**GIVEN PASSAGE:**
====================

# How do I remove the front map light housing?



## Dale_K (Jul 16, 2011)

I have a buzz and rattle from the front of my headliner and map light. I want to remove the map light housing but I don't see any fasteners and I'm afraid to pry on it very hard for fear of breaking something. I found this image in one of the online parts sites. I'm talking about item 14 and the associated assemblies.


----------



## yourdoinitwrong (Aug 7, 2011)

It's just held in by tabs around the edge. When I replaced my bulbs with LEDs I jammed my fingers between the plastic and the fabric headliner and pulled down, gently, until all the tabs were out. As long as your are careful with it you shouldn't have any problems.


----------



## Dale_K (Jul 16, 2011)

That screw & fastener numbered 18 and 13 look like they're part of the assembly. I kind of thought you pull the lens out for the bulb and then the screw might be visible. I really don't know what I'm doing when it comes to interior trim but I've got a terrible buzz from this overhead area.


----------



## yourdoinitwrong (Aug 7, 2011)

Dale_K said:


> That screw & fastener numbered 18 and 13 look like they're part of the assembly. I kind of thought you pull the lens out for the bulb and then the screw might be visible. I really don't know what I'm doing when it comes to interior trim but I've got a terrible buzz from this overhead area.


I only took the surround off and nothing else so I'm not sure about that screw. If you are still within the bumper-to-bumper warranty I would let the dealer address it. That way you don't risk breaking anything and you never know what you are getting into up there. I had a 2009 Malibu with a rattle behind the sunroof and it took our techs four different tries to nail down what was happening. It's hard to fix something that you can't actually see rattling. I would have driven myself nuts and most likely would have broken something in the process.


----------



## Dale_K (Jul 16, 2011)

I used a dull knife that you'd normally use to butter toast and stuck it in there and pried gently and the lower cover came off pretty easily. Thanks for the tip. The main housing was still in the headliner but as soon as the lower cover came off I could see what was making the rattle. There is a small black item with a wire going to it. It looks like a sensor of some kind. It was laying loose and I could see right away how it might be the source of the rattle. It had a couple of tabs where it was supposed to snap in someplace and when I looked at the cover that I'd removed I could see it was supposed to fit in a little enclosure. It goes right above the little holes at the left rear corner of the lower cover. Anyway I snaped it back into place. I haven't test driven the car yet but I'm almost positive that was the problem. 

Thanks for your help.


----------



## yourdoinitwrong (Aug 7, 2011)

====================

**DATASET RECORDS:**
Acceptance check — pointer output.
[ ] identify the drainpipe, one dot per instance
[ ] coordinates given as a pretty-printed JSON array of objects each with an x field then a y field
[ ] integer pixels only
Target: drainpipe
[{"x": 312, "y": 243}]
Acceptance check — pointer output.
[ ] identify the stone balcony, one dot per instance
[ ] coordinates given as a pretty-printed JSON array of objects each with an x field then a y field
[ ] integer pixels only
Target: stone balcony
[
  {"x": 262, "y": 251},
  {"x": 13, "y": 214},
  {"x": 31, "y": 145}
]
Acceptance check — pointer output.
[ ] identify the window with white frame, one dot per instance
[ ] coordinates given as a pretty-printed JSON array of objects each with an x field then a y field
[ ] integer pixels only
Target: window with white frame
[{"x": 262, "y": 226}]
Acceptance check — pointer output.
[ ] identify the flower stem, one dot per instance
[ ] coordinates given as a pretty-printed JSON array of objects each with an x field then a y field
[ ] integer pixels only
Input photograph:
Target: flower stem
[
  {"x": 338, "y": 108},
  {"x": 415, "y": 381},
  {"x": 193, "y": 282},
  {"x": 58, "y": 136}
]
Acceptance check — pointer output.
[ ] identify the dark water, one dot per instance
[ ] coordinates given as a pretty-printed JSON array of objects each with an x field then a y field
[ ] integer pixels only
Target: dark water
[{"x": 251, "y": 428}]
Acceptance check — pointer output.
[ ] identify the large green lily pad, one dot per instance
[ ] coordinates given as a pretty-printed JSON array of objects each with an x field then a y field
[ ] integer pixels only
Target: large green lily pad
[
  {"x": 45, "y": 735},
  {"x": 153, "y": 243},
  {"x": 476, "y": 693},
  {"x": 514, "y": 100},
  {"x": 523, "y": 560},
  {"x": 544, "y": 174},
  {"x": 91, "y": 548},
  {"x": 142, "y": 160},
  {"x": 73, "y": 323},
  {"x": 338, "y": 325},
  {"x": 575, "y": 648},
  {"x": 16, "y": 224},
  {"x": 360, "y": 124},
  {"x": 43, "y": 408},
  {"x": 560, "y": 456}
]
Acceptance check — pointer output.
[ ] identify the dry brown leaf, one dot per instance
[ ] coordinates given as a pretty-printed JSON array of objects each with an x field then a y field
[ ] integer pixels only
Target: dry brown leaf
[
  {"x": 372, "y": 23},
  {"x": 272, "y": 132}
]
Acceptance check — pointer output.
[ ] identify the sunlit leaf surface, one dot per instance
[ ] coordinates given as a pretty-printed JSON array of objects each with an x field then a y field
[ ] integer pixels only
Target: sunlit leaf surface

====================

**WORK INSTRUCTIONS:**
A) In the map light thread, what tool did Dale_K use to pry off the lower cover?
B) Carry the map light thread forward from its final line.
The entries are not needed here.

**TASK-BY-TASK ANSWERS:**
A) A dull knife of the kind normally used to butter toast.

B)
Dale_K said:


> I used a dull knife that you'd normally use to butter toast and stuck it in there and pried gently and the lower cover came off pretty easily. Thanks for the tip. The main housing was still in the headliner but as soon as the lower cover came off I could see what was making the rattle. There is a small black item with a wire going to it. It looks like a sensor of some kind. It was laying loose and I could see right away how it might be the source of the rattle. It had a couple of tabs where it was supposed to snap in someplace and when I looked at the cover that I'd removed I could see it was supposed to fit in a little enclosure. It goes right above the little holes at the left rear corner of the lower cover. Anyway I snaped it back into place. I haven't test driven the car yet but I'm almost positive that was the problem.
> 
> Thanks for your help.


No problem, hopefully you have it fixed. Squeaks and rattles are my biggest pet peeve with cars so I can understand wanting to get it stopped ASAP.


----------



## JasonLS1 (May 27, 2012)

Dale_K said:


> I used a dull knife that you'd normally use to butter toast and stuck it in there and pried gently and the lower cover came off pretty easily. Thanks for the tip. The main housing was still in the headliner but as soon as the lower cover came off I could see what was making the rattle. There is a small black item with a wire going to it. It looks like a sensor of some kind. It was laying loose and I could see right away how it might be the source of the rattle. It had a couple of tabs where it was supposed to snap in someplace and when I looked at the cover that I'd removed I could see it was supposed to fit in a little enclosure. It goes right above the little holes at the left rear corner of the lower cover. Anyway I snaped it back into place. I haven't test driven the car yet but I'm almost positive that was the problem.
> 
> Thanks for your help.



That is exactly the problem im having as well ! now i know how to get that darn cover off lol


----------



## Mick (Dec 31, 2011)

Now put some leds in there. 
Much better light plus it makes your center console look classier 

If it continues making noises, have your dealer handle it. Don't ghetto rig it.


----------



## sciphi (Aug 26, 2011)

Thanks for the writeup, mine has this issue intermittently from the exact same place.

EDIT: I took the overhead console completely off, and found some broken clips up there. Instead of wasting time dragging it to the dealer, some superglue was applied to the offenders to hold them steady. Some padding material was also placed onto the areas that contact the roof of the car, and then everything was tightened down again. I tested it, and no rattle!

I could reproduce the rattle by letting the passenger side sunshade slam into the headliner. Something in the console rattled on demand then.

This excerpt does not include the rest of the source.